Needed from the data below: every line from the one with "of the building" up to and including the one with "the horse leg", repeated exactly and with nothing else.

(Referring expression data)
○ ○ ○ ○
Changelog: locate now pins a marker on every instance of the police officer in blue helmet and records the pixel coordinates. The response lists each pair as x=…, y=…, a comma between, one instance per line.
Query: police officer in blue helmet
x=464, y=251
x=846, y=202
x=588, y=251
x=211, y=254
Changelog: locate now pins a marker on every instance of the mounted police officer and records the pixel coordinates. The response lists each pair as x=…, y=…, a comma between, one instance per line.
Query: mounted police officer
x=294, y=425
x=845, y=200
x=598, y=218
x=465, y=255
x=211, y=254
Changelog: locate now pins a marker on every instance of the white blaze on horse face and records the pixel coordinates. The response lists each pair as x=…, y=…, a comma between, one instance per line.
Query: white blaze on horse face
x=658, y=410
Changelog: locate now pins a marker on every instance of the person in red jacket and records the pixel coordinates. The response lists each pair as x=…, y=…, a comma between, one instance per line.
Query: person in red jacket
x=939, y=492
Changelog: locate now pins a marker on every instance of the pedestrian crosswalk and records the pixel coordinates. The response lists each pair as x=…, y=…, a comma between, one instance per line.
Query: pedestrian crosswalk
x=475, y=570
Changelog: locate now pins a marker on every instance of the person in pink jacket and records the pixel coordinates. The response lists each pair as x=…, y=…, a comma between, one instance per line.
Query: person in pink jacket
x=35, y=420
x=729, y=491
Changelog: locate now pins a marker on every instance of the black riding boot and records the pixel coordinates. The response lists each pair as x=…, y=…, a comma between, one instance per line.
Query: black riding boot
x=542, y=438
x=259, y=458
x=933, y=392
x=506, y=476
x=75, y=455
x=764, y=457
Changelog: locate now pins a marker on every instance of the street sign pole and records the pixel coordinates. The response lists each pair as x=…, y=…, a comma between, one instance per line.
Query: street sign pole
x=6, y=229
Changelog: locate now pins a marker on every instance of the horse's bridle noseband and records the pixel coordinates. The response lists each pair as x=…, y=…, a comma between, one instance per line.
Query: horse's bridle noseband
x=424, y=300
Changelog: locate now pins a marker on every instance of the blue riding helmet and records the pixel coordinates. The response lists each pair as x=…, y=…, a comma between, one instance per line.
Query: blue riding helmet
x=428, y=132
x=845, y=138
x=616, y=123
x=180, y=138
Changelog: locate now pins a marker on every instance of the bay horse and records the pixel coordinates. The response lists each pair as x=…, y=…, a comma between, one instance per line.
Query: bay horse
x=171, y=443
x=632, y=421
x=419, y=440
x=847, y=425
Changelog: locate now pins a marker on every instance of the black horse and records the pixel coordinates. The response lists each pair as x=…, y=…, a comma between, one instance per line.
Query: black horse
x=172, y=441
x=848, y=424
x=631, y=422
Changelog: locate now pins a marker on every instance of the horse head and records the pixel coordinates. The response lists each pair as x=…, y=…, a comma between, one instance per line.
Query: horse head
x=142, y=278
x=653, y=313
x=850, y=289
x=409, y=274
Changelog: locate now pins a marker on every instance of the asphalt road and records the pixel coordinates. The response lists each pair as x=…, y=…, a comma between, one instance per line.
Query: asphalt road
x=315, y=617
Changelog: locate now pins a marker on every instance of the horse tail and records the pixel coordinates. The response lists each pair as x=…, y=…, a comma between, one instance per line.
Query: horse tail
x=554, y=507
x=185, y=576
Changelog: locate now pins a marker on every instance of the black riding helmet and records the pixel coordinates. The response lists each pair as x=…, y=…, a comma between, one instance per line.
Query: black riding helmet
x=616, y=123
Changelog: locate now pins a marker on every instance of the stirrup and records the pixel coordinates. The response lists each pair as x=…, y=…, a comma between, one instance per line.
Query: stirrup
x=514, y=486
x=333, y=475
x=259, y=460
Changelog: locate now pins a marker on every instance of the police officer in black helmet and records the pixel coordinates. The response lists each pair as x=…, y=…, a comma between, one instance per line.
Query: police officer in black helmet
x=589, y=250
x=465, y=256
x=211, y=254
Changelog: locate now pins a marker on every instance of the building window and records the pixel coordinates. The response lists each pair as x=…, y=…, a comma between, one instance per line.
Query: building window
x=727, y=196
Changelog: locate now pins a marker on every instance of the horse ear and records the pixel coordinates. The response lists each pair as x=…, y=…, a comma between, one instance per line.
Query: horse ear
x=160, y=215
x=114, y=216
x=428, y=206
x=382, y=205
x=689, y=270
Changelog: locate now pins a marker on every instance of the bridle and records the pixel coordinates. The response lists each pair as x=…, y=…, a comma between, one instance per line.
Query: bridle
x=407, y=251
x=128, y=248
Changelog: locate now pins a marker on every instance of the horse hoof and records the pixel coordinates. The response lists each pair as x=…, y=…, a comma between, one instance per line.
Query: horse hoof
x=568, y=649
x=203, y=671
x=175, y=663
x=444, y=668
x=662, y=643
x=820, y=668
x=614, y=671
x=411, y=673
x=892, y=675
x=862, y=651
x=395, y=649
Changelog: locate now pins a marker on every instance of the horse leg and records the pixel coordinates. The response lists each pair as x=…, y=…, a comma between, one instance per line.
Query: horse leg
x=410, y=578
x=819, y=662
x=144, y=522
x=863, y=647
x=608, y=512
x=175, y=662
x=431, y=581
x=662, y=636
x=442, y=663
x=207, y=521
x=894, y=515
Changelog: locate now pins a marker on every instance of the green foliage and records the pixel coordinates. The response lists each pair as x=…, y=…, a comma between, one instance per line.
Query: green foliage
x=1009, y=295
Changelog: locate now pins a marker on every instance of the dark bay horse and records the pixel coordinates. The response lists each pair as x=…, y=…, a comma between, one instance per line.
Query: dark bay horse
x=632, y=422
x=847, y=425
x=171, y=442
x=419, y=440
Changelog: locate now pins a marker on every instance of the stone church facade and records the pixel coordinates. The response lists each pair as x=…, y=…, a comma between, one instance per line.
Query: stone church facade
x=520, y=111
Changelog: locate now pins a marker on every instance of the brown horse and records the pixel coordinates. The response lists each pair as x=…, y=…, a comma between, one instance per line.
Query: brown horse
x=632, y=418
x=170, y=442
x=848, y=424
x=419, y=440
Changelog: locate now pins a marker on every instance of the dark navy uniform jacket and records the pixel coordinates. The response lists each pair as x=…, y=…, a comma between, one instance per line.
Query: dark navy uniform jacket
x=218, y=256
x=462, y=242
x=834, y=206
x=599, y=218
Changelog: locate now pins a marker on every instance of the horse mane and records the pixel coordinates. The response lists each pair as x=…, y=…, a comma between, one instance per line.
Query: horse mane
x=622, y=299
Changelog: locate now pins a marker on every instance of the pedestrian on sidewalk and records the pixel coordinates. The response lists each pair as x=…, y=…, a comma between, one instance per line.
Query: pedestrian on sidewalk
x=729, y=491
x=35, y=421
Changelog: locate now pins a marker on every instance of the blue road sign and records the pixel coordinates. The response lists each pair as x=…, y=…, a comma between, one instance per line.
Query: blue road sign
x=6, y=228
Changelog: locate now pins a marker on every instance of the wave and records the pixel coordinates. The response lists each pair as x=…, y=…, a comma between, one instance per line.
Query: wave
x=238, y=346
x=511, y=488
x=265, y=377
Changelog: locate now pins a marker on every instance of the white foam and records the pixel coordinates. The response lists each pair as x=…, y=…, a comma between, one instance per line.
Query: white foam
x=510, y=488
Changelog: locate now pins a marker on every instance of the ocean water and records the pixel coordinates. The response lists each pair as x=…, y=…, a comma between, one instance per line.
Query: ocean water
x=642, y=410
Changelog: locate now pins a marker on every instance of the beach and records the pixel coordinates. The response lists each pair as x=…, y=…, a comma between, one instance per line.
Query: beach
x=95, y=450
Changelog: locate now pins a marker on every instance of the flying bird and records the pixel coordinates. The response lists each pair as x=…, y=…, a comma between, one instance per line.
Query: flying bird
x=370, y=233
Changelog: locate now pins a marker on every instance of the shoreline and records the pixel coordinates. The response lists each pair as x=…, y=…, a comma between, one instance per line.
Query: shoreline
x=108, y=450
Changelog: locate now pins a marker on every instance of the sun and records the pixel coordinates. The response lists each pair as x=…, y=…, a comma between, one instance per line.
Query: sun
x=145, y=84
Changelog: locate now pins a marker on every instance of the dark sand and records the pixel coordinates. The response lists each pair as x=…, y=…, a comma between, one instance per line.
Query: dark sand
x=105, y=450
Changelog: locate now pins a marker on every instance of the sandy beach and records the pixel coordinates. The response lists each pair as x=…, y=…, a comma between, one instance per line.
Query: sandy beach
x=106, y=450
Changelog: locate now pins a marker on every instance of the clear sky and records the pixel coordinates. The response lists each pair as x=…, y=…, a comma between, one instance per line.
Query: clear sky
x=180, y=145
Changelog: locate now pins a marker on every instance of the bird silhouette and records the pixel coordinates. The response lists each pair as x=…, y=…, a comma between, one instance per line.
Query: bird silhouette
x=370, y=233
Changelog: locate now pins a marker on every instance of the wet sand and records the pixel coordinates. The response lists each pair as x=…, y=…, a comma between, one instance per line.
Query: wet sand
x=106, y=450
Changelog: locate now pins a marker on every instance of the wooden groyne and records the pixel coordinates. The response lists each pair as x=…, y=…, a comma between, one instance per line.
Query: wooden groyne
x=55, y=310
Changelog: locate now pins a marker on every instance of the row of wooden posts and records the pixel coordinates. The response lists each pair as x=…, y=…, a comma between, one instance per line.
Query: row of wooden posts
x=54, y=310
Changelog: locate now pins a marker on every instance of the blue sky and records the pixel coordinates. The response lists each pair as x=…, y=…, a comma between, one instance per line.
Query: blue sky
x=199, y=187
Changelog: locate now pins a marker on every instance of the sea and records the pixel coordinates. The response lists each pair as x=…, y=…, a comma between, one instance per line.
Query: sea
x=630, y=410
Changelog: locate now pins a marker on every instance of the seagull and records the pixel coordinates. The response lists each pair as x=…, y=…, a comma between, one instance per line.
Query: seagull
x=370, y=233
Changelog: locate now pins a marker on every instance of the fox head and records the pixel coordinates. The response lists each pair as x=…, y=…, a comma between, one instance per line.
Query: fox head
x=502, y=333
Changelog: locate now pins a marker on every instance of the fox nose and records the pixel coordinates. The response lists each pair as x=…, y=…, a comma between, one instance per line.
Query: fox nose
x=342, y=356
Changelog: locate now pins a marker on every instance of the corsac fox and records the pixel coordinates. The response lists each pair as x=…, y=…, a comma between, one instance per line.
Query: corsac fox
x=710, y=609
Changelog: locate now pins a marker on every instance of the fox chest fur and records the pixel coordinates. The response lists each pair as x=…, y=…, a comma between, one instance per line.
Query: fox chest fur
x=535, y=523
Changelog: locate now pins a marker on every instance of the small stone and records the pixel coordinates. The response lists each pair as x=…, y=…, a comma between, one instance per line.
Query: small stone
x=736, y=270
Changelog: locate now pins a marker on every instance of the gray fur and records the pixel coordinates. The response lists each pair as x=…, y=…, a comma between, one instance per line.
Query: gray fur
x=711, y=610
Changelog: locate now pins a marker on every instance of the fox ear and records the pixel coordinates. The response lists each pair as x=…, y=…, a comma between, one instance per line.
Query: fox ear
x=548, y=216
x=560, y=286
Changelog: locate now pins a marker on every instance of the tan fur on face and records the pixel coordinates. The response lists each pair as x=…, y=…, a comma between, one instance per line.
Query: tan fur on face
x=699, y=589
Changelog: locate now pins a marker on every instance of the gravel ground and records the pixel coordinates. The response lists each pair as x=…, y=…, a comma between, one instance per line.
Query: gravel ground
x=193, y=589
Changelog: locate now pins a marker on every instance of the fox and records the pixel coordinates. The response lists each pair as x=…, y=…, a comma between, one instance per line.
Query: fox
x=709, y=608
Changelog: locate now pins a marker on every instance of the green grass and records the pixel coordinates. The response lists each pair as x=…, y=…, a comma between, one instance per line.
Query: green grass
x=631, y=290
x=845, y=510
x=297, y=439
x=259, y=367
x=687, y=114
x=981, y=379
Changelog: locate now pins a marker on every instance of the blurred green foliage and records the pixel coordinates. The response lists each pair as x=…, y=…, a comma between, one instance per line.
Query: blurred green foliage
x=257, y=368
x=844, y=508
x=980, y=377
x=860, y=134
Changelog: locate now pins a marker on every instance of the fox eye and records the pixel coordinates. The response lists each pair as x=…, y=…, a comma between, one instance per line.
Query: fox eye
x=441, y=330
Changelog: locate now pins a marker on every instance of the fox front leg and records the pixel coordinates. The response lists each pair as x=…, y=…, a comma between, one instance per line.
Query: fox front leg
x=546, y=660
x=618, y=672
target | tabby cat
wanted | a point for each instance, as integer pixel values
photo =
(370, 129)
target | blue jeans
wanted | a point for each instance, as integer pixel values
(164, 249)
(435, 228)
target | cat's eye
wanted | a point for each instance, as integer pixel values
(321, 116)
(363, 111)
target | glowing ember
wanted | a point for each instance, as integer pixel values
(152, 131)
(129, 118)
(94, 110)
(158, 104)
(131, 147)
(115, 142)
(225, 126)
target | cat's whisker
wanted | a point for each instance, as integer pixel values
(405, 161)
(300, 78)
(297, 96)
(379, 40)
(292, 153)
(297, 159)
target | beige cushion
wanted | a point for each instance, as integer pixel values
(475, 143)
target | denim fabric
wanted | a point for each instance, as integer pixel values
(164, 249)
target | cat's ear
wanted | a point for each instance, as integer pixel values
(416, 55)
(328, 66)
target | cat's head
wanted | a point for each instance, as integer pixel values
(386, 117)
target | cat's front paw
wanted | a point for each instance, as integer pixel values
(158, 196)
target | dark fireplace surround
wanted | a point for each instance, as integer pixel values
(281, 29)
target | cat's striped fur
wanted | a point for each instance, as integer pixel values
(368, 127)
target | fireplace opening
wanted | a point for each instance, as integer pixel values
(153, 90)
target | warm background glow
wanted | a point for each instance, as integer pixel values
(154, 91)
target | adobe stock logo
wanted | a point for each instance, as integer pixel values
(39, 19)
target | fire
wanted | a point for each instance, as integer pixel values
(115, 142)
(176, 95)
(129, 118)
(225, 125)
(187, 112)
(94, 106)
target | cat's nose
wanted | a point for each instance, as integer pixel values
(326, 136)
○ ○ ○ ○
### WRITTEN SOLUTION:
Changelog: locate now pins a marker on every instance of the building window and records the pixel coordinates. The response lists each pair as x=…, y=…, a comma between, one instance per line.
Query: building window
x=727, y=196
Changelog: locate now pins a marker on every instance of the horse ear and records the pixel coordinates. The response lists each pair as x=…, y=…, a comma between, one instance per line.
Query: horse ear
x=160, y=215
x=114, y=216
x=428, y=206
x=382, y=205
x=689, y=270
Changelog: locate now pins a marker on every instance of the bridle and records the pixel coordinates. The response lists each pair as x=…, y=…, a comma between, one instance per line.
Query: bridle
x=407, y=251
x=128, y=248
Changelog: locate now pins a marker on every instance of the horse hoof and records the pixel coordinates. The response lists each pair as x=…, y=…, a comma between, one instance per line.
Query: horse hoof
x=568, y=649
x=203, y=671
x=175, y=663
x=444, y=668
x=662, y=643
x=820, y=668
x=614, y=671
x=411, y=673
x=892, y=675
x=862, y=651
x=395, y=649
Changelog: locate now pins a marker on every instance of the horse leg and records the pixel coordinates. The response lists each pair as x=…, y=…, a comma between, one instance per line.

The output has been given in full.